#### YOUR TASK:
The records below are to be repeated in full, exactly as they are.

#### DATA SUPPLIED:
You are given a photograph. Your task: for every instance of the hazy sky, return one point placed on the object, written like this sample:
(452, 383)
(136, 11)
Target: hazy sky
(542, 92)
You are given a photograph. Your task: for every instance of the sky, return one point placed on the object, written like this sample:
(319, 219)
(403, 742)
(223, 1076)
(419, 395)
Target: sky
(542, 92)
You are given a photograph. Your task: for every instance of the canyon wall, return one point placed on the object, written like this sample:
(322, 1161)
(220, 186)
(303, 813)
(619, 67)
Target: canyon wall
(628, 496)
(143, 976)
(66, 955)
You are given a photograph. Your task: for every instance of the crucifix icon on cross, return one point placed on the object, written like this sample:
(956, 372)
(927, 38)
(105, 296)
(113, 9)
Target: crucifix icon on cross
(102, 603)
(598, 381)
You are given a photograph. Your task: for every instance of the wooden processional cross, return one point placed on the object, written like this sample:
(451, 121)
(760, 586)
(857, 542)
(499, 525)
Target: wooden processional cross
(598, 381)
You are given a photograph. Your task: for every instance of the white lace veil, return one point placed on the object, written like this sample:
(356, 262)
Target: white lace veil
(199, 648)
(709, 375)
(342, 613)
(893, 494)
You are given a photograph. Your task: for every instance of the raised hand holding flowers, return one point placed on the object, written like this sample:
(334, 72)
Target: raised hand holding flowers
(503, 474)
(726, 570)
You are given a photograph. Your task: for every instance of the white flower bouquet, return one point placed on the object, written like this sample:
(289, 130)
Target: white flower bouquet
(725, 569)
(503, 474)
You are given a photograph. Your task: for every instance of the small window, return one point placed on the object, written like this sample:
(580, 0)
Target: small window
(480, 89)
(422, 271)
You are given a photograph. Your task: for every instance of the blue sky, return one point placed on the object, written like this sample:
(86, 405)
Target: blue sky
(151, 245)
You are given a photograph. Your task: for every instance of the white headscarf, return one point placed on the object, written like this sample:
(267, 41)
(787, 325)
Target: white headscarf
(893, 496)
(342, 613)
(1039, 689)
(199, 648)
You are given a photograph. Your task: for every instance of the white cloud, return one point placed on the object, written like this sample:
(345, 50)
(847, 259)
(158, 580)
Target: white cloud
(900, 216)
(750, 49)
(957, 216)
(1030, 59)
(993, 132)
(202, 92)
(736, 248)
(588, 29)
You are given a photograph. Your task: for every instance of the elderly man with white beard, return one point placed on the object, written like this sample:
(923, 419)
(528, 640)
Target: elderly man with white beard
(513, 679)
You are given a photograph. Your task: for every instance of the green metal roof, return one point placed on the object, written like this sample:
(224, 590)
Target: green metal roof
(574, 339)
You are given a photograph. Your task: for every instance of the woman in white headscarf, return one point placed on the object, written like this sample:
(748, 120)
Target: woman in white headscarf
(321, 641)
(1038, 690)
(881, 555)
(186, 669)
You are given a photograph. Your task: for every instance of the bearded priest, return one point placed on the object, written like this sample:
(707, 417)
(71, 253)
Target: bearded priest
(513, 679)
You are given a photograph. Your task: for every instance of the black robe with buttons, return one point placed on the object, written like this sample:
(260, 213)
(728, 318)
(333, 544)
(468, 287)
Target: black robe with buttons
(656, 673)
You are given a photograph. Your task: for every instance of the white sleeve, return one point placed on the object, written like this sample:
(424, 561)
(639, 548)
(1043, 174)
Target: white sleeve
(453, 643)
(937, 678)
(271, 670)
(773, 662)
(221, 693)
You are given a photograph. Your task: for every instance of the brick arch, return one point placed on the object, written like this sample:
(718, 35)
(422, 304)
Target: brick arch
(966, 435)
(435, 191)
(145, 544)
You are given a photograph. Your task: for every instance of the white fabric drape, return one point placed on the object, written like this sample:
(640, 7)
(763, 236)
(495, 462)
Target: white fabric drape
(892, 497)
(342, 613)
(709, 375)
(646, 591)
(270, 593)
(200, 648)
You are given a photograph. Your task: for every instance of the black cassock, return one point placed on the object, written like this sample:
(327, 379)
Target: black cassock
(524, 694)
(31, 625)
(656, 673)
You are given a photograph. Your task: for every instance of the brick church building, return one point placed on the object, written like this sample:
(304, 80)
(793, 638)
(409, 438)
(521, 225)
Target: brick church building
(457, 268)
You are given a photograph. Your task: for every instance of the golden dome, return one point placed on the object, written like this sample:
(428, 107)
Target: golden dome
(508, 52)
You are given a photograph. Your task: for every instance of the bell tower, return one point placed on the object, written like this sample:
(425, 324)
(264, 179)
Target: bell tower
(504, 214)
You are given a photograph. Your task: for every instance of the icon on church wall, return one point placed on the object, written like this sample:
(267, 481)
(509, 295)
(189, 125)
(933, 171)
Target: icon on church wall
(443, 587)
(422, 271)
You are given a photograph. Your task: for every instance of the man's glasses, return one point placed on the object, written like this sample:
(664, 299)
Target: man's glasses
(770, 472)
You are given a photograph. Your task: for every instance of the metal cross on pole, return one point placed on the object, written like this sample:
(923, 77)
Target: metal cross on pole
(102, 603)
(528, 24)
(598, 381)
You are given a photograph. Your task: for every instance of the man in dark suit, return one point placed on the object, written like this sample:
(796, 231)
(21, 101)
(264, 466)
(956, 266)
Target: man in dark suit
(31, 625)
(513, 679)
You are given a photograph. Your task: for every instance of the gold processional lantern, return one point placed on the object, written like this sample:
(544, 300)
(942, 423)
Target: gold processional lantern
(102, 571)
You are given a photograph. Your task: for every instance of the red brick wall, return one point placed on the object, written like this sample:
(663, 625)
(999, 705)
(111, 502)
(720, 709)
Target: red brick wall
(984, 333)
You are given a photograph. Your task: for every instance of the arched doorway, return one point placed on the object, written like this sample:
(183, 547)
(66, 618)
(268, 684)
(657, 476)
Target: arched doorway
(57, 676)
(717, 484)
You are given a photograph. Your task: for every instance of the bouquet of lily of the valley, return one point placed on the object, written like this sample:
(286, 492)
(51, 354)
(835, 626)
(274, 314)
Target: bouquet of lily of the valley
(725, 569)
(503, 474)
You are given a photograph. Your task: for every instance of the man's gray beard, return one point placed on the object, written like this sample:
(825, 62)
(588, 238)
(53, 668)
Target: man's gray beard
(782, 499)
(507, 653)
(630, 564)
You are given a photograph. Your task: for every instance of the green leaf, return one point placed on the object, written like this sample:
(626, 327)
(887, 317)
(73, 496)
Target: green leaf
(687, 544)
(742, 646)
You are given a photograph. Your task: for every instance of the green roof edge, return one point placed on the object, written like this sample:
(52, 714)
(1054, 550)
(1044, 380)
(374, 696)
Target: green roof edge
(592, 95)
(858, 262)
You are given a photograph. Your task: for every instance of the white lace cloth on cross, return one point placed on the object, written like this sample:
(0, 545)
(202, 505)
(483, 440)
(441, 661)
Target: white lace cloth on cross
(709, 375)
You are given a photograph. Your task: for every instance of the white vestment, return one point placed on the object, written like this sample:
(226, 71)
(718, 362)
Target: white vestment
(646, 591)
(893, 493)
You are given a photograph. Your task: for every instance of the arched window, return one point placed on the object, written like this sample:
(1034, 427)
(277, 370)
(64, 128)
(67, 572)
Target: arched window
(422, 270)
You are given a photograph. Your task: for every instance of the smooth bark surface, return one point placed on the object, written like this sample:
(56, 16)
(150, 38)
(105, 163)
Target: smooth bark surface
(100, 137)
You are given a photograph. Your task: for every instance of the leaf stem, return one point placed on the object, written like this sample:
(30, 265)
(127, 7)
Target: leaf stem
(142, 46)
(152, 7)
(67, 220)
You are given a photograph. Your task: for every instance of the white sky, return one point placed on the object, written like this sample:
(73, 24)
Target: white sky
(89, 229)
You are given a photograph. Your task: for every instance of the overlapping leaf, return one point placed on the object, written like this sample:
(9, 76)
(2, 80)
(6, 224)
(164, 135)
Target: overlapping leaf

#### RESULT OF THE EXERCISE:
You are given a photograph. Your task: for every instance of the hazy sky, return one point placed on the object, written like this sample:
(452, 383)
(136, 11)
Target: hazy sky
(542, 92)
You are given a photograph. Your task: for every instance of the sky, return one point placed on the object, written like this sample:
(319, 219)
(403, 742)
(223, 1076)
(419, 395)
Target: sky
(542, 92)
You are given a photograph. Your task: for every instance of the canyon wall, return one point placed on the object, written like this sample:
(322, 1161)
(220, 186)
(303, 813)
(619, 67)
Target: canyon wall
(628, 496)
(143, 976)
(66, 955)
You are given a photograph. Your task: for every instance of the crucifix icon on cross, return one point placed on the object, written like this sample:
(956, 372)
(927, 38)
(105, 296)
(113, 9)
Target: crucifix icon on cross
(102, 603)
(598, 381)
You are given a photograph. Your task: for every instance of the wooden processional cross, return one point placed on the object, written like this sample:
(451, 121)
(760, 586)
(857, 542)
(499, 525)
Target: wooden processional cross
(598, 381)
You are given a photograph. Your task: for every instance of the white lace veil, return one point placed on the object, written like this sample:
(356, 262)
Target: white lace veil
(199, 648)
(709, 375)
(342, 613)
(893, 494)
You are given a photograph. Your task: for every instance of the raised hand holding flowers, return one point placed on the object, written like this sample:
(334, 72)
Target: raised hand holding flowers
(503, 474)
(726, 570)
You are given a photograph. Your task: for every instance of the white flower bouquet, return one point placed on the object, written like this sample:
(289, 130)
Target: white flower bouquet
(725, 569)
(503, 474)
You are given a photograph. Your task: for every instance of the small window, return one point placed on the object, written like this sample:
(580, 0)
Target: small window
(480, 89)
(422, 271)
You are given a photograph. Your task: for every instance of the blue sky, return one point placed on the object, written like this sample:
(86, 405)
Target: blue sky
(151, 245)
You are given a photograph. Your task: for every instance of the white headscarf, return one point placed on the object, written like this sample:
(267, 41)
(787, 325)
Target: white headscarf
(893, 496)
(342, 613)
(1039, 689)
(199, 648)
You are given a photograph. Your task: for every instance of the white cloud, return one point placed on the object, written like this sample:
(345, 50)
(847, 259)
(158, 580)
Target: white cloud
(900, 216)
(750, 49)
(957, 216)
(1030, 59)
(993, 132)
(202, 92)
(736, 248)
(588, 29)
You are given a photograph. Your task: for every instance of the elderly man with white beard, return one point placed on the object, written like this sample:
(923, 419)
(528, 640)
Target: elderly man with white beard
(513, 679)
You are given a photograph. Your task: for every instance of the green metal roof, return one point placed on the object, written like this sample:
(224, 590)
Target: green metal roof
(574, 339)
You are given a photograph. Your task: for every instance of the woman in white headscarf, return one point placed on the object, written like this sample:
(748, 120)
Target: woman in white headscarf
(321, 641)
(1038, 690)
(881, 555)
(186, 669)
You are given a photograph. Your task: for every instance of the bearded priest, return one point placed on the object, written like this sample:
(707, 417)
(71, 253)
Target: bearded priest
(513, 679)
You are given a photograph. Your task: for every instance of the black robe with buttons, return one point placed on the object, written like this sample:
(260, 213)
(728, 318)
(333, 544)
(468, 287)
Target: black robe with buttons
(656, 673)
You are given a photograph. Your task: for every instance of the white sleeve, return one point placed on the object, written like this sample:
(424, 561)
(639, 548)
(1043, 174)
Target: white sleeve
(453, 643)
(937, 678)
(271, 670)
(773, 662)
(221, 693)
You are given a photograph. Your task: for every instance of the brick arch, return one point placed on the object, written like this sample:
(718, 35)
(422, 304)
Target: brick arch
(966, 435)
(435, 191)
(145, 544)
You are given a photograph. Your task: for every instance of the white fabric drape, return one point placed on the object, written like this sample:
(640, 7)
(763, 236)
(495, 462)
Target: white fabric drape
(892, 497)
(342, 613)
(709, 375)
(646, 591)
(270, 593)
(200, 648)
You are given a photograph. Your task: for every instance of the black cassock, return one point placed on the object, written like this sample:
(327, 379)
Target: black cassock
(524, 694)
(31, 625)
(656, 673)
You are given a photograph. Your task: for every instance of the brick church building, return one point placed on the object, written like this sample:
(304, 80)
(793, 638)
(409, 438)
(521, 225)
Target: brick church building
(457, 268)
You are given a photograph. Your task: for every instance of the golden dome, return one point placed on the object, written like this sample:
(428, 107)
Target: golden dome
(508, 52)
You are given a photograph. Your task: for every instance of the bell tower, return one point placed on the object, written like this sample:
(425, 324)
(264, 179)
Target: bell tower
(504, 214)
You are given a photograph. Your task: for every instance of the icon on church wall, return one point placed on the object, written like this sample:
(267, 481)
(509, 295)
(189, 125)
(933, 171)
Target: icon on church wall
(443, 587)
(422, 271)
You are given a photograph. Your task: for every instance of the man's glasses, return one point placed on the object, written like this sample:
(664, 299)
Target: man's glasses
(770, 472)
You are given a photograph. Your task: for every instance of the metal cross on pole, return one point placed on the object, written like this sample:
(923, 77)
Target: metal cross on pole
(102, 603)
(528, 24)
(598, 381)
You are given a photograph. Your task: for every instance of the man in dark suit, return one point placed on the object, written like this sample:
(796, 231)
(21, 101)
(264, 466)
(956, 266)
Target: man in dark suit
(31, 625)
(513, 679)
You are given a photograph. Your task: for every instance of the gold processional lantern, return one point placed on the object, written like this sample:
(544, 300)
(942, 423)
Target: gold processional lantern
(102, 571)
You are given a photograph. Your task: for every instance of the red brick wall, return one point placed on the object, written like this sample:
(663, 625)
(999, 705)
(111, 502)
(720, 709)
Target: red brick wall
(984, 333)
You are given a photograph. Your task: for every instance of the arched doorway, return one point placed on the object, written like this sample:
(183, 547)
(66, 618)
(268, 684)
(657, 476)
Target: arched doorway
(57, 676)
(717, 484)
You are given a photograph. Your task: for every instance of the bouquet of lily of the valley, return one point placed on the object, written like this sample:
(286, 492)
(51, 354)
(835, 626)
(274, 314)
Target: bouquet of lily of the valley
(725, 569)
(503, 474)
You are given a photograph. Your task: for every instance of the man's gray beard, return one point placed on the object, written like this sample:
(825, 62)
(588, 238)
(53, 668)
Target: man's gray beard
(782, 499)
(507, 653)
(630, 564)
You are given a photograph. Your task: for every instance of the green leaf, return one point placed on the object, written like this sample:
(626, 327)
(887, 317)
(73, 496)
Target: green leaf
(687, 544)
(742, 646)
You are given a photograph. Your task: for every instance of the green roof edge, return one point placed on the object, written like this sample:
(52, 714)
(1054, 550)
(1044, 380)
(374, 696)
Target: green roof edge
(592, 95)
(858, 262)
You are given a photograph. Your task: for every instance of the white lace cloth on cross, return one point placed on the object, written like this sample:
(0, 545)
(202, 505)
(483, 440)
(441, 661)
Target: white lace cloth on cross
(709, 375)
You are given a photograph. Your task: for every instance of the white vestment, return one point placed on the object, written like this sample:
(226, 71)
(718, 362)
Target: white vestment
(646, 591)
(893, 493)
You are given a photograph. Your task: for every instance of the arched window, return one point placed on the object, written like this sample:
(1034, 427)
(277, 370)
(64, 128)
(67, 572)
Target: arched window
(422, 270)
You are given a photograph. Your task: for every instance of the smooth bark surface, return one point placed on the object, written like this sample:
(56, 16)
(150, 38)
(105, 163)
Target: smooth bark surface
(100, 137)
You are given a photograph. Your task: for every instance of the leaf stem, return one point placed on the object, written like this sample:
(30, 265)
(127, 7)
Target: leaf stem
(142, 46)
(152, 7)
(67, 220)
You are given a photograph. Your task: for every instance of the white sky, return one point placed on the object, written like this sample:
(73, 24)
Target: white sky
(89, 229)
You are given a photograph. Your task: for every instance of the overlapping leaf, return one point placed on the object, written like this sample:
(9, 76)
(2, 80)
(6, 224)
(164, 135)
Target: overlapping leaf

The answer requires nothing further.